• **What you will do**
When you answer, give every record back exactly as written.

(Dataset entries)
▼

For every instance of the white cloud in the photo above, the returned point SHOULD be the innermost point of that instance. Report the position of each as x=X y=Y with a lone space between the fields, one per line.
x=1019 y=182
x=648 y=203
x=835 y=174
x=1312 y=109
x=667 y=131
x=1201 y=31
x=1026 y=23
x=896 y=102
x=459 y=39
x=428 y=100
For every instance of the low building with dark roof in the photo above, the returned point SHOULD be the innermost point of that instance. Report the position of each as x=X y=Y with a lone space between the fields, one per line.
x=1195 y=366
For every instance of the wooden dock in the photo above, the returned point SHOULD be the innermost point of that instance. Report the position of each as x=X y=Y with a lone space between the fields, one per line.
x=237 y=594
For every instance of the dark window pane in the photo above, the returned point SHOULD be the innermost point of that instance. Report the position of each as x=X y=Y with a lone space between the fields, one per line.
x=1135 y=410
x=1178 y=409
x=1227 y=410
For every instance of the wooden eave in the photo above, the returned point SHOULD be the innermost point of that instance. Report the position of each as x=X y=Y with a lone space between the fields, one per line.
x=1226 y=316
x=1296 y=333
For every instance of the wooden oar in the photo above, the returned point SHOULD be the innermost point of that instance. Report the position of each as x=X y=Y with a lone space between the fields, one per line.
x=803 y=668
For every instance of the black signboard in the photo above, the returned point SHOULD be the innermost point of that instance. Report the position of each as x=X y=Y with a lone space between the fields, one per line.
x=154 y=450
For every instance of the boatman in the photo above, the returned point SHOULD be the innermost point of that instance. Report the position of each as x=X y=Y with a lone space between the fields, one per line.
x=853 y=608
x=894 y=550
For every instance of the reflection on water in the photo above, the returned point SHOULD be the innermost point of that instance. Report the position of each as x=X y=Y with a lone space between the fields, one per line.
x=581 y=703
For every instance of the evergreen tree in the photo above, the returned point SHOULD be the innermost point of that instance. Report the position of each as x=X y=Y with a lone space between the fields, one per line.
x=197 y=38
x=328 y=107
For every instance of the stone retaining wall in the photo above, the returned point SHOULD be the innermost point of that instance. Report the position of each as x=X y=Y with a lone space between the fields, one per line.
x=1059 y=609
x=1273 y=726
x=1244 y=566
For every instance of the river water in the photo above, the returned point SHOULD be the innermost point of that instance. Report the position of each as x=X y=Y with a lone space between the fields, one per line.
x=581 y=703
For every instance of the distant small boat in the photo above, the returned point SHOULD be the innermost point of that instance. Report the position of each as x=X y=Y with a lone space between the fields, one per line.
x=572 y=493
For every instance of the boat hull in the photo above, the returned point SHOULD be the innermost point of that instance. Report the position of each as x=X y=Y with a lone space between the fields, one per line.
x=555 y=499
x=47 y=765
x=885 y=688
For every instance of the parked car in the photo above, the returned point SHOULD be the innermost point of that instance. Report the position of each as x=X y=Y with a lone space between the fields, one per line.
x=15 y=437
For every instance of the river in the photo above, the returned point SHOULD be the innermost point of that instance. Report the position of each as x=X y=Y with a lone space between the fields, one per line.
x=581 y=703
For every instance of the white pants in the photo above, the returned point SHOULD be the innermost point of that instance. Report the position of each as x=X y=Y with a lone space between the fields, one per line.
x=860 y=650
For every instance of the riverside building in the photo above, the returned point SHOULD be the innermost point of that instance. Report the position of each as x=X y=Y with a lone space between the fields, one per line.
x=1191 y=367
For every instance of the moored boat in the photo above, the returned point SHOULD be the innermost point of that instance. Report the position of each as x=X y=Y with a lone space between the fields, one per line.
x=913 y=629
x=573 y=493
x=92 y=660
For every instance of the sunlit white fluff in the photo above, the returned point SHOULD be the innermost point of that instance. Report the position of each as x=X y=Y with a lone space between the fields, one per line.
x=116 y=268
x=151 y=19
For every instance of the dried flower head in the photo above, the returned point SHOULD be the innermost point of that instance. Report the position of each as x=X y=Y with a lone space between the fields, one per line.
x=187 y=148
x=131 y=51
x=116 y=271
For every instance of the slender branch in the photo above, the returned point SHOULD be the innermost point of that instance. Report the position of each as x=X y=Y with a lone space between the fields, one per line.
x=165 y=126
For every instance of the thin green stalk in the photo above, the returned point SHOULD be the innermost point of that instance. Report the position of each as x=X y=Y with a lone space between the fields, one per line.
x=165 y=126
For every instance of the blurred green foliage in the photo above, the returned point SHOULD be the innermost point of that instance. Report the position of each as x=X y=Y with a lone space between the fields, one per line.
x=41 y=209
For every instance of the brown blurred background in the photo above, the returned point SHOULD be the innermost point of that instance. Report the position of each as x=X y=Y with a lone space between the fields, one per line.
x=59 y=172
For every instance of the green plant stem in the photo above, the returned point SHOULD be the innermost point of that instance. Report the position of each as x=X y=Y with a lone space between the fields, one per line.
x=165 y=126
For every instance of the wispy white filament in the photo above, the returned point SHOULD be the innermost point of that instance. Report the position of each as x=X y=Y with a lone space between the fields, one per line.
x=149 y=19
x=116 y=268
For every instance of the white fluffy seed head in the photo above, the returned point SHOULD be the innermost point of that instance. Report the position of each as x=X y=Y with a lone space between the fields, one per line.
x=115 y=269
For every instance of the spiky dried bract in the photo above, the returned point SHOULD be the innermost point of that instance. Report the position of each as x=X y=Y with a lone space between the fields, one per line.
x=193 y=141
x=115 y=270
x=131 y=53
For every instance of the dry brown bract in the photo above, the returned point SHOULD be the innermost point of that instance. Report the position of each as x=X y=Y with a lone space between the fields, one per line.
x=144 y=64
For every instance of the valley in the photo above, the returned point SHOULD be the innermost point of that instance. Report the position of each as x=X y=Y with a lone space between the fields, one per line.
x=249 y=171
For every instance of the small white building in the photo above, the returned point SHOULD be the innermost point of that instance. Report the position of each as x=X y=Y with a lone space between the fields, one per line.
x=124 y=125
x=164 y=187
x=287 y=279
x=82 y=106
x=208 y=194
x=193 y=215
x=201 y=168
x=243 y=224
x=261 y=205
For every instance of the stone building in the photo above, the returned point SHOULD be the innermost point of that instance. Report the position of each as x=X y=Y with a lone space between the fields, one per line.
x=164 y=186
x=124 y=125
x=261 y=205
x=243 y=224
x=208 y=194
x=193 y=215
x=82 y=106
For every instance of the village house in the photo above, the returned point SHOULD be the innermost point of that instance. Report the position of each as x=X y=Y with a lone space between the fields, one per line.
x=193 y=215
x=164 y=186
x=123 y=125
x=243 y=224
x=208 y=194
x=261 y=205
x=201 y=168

▲

• **Exercise response**
For every instance of the white cloud in the photo above, the returned point SHOULD be the innermost point of that instance. Report the position of each as x=X y=Y with a lone space between the fields, one per line.
x=1019 y=182
x=648 y=203
x=835 y=174
x=1312 y=109
x=667 y=131
x=1201 y=31
x=1026 y=23
x=896 y=102
x=459 y=39
x=428 y=100
For every instance of the low building with dark roof in the photo above, the returned point SHOULD be the innermost point of that instance. Report the position of each as x=X y=Y with a lone space between the fields, one per line.
x=1195 y=366
For every instance of the wooden dock in the photo above, the returned point SHOULD be the innermost point of that instance. Report the position of each as x=X y=Y with a lone space between the fields, one per line.
x=237 y=594
For every instance of the dark window pane in the photo above, the returned point SHOULD be the innermost point of that instance. Report the position of each as x=X y=Y with a lone space between the fields, one per line.
x=1135 y=410
x=1178 y=409
x=1227 y=410
For every instance of the wooden eave in the photo above, the returned point SHOULD be the innermost point of that instance. Report the position of each as x=X y=Y with a lone space between the fields, one per line.
x=1226 y=316
x=1296 y=333
For every instance of the wooden oar in the photo above, the returned point SHOULD be the innermost point of that instance. Report the position of each as x=X y=Y with a lone space between the fields, one per line.
x=803 y=668
For every instance of the black signboard in the photo above, the returned point SHOULD be the innermost point of that instance. Report the position of each as x=X y=Y with a lone space between the fields, one per line.
x=154 y=450
For every instance of the boatman in the photo above, the returned point SHOULD be the innermost point of that instance. Report the position of each as x=X y=Y with a lone space between the fields, one per line.
x=853 y=608
x=894 y=550
For every instance of the reflection on water in the photo above, the returned point SHOULD be the innermost point of that instance. Report the position of each as x=X y=Y with a lone space between the fields, one per line.
x=581 y=703
For every instance of the evergreen tree in the photo above, the returned point SHOULD be the innermost point of that instance. Report the position of each as x=X y=Y with a lone space between the fields, one per line.
x=197 y=38
x=328 y=107
For every instance of the stone retaining wall in the photo above, the returned point SHOULD be the innermost point of that instance. Report the position of each as x=X y=Y with a lone space between the fields, one per line.
x=1059 y=609
x=1273 y=726
x=1244 y=566
For every instance of the river water in the photo above, the returned point SHOULD be the innermost point of that instance. Report the position of each as x=X y=Y with a lone space between the fields, one per line.
x=581 y=703
For every instance of the distant small boat in the photo above, the returned point SHOULD be the innermost point of that instance. Report the position of each as x=X y=Y with a lone space between the fields, one per line.
x=572 y=493
For every instance of the boat hull in the photo above, the returned point SHOULD be the innermost point of that instance. Report the position of each as x=X y=Y with a lone space between the fields, one per line.
x=555 y=499
x=47 y=765
x=885 y=688
For every instance of the parked car in the photo above, the returned point SHOULD be the innermost point of that instance. Report the position of each as x=X y=Y with a lone space between the fields, one per line.
x=15 y=437
For every instance of the river in the photo above, the returned point SHOULD be the innermost point of that instance. Report the position of each as x=X y=Y with a lone space between the fields, one per line.
x=581 y=703
For every instance of the white pants in the photo above, the returned point SHOULD be the innermost point of that instance. Report the position of each as x=X y=Y with a lone space between the fields, one per line.
x=860 y=650
For every instance of the riverside building in the photo above, the returned point SHOULD be the innermost point of that instance. Report the position of each as x=X y=Y with a lone space between the fields, one per line.
x=1191 y=367
For every instance of the moored boat in the photo above, the returned point SHOULD be the innermost point of that instance. Report the position of each as x=X y=Y with a lone space between the fields, one per line.
x=913 y=629
x=573 y=493
x=92 y=660
For every instance of the sunlit white fluff in the photo above, the returned point SHOULD be the innermost point of that instance. Report the position of each as x=X y=Y with a lone space between the fields, one per line.
x=116 y=268
x=151 y=19
For every instance of the dried flower head in the photo above, the returned point SHOULD be the innermost point of that instance. Report the position of each as x=X y=Y with a lone space between the fields, one per line.
x=187 y=148
x=131 y=51
x=116 y=271
For every instance of the slender branch in the photo above, the returned point SHOULD be the innermost point of that instance. Report the position of each as x=X y=Y with a lone space between the fields, one per line.
x=165 y=126
For every instance of the thin green stalk in the photo above, the returned point SHOULD be the innermost point of that instance. Report the position of each as x=X y=Y with a lone space between the fields, one per line.
x=165 y=126
For every instance of the blurred green foliage in the photo above, the returned point SHOULD be the innermost point of that instance. Report the position of each as x=X y=Y with a lone space between the fields, one per line.
x=41 y=209
For every instance of the brown blurred background in the photo above, the returned point SHOULD be the innermost point of that instance. Report the position of each as x=X y=Y with a lone space between the fields, one per line.
x=59 y=172
For every instance of the green plant stem in the photo above, the returned point SHOULD be the innermost point of that instance. Report the position of each as x=X y=Y with a lone space between the fields, one per line.
x=165 y=126
For every instance of the wispy white filament in the photo above, the returned point SHOULD be the innermost point of that instance. Report the position of each as x=X y=Y with a lone space between the fields, one per line.
x=149 y=19
x=116 y=268
For every instance of the white fluffy seed head in the photo above, the returned point SHOULD be the innermost point of that instance. Report the position of each as x=X y=Y with a lone space between the fields, one per line.
x=115 y=269
For every instance of the spiky dried bract in the photo above, the returned point SHOULD be the innermost point of that instance. Report the position of each as x=X y=Y with a lone space between the fields, one per line.
x=193 y=141
x=115 y=270
x=131 y=53
For every instance of the dry brown bract in the photo above, the returned point SHOULD be the innermost point of that instance. Report the position of each as x=X y=Y with a lone space between the fields, one per line.
x=144 y=64
For every instance of the valley in the photo above, the returned point SHOULD be the innermost point of that instance. Report the position of each as x=X y=Y with a lone space between the fields, one per line.
x=249 y=171
For every instance of the small white building in the photo above, the returned point SHOULD be the innermost point of that instance. Report the position of each as x=X y=Y with a lone space between the fields, one per line.
x=124 y=125
x=164 y=187
x=287 y=279
x=82 y=106
x=208 y=194
x=193 y=215
x=201 y=168
x=243 y=224
x=261 y=205
For every instance of the stone building in the photo above, the returned point SHOULD be the innermost point of that instance. Report the position of each as x=X y=Y with a lone space between the fields, one per line.
x=164 y=186
x=124 y=125
x=261 y=205
x=243 y=224
x=208 y=194
x=193 y=215
x=82 y=106
For every instance of the village house in the photo above, the returned point SHOULD be the innermost point of that instance. Report the position of each as x=X y=Y with a lone space between the fields, one per line.
x=193 y=215
x=164 y=186
x=123 y=125
x=243 y=224
x=208 y=194
x=261 y=205
x=201 y=168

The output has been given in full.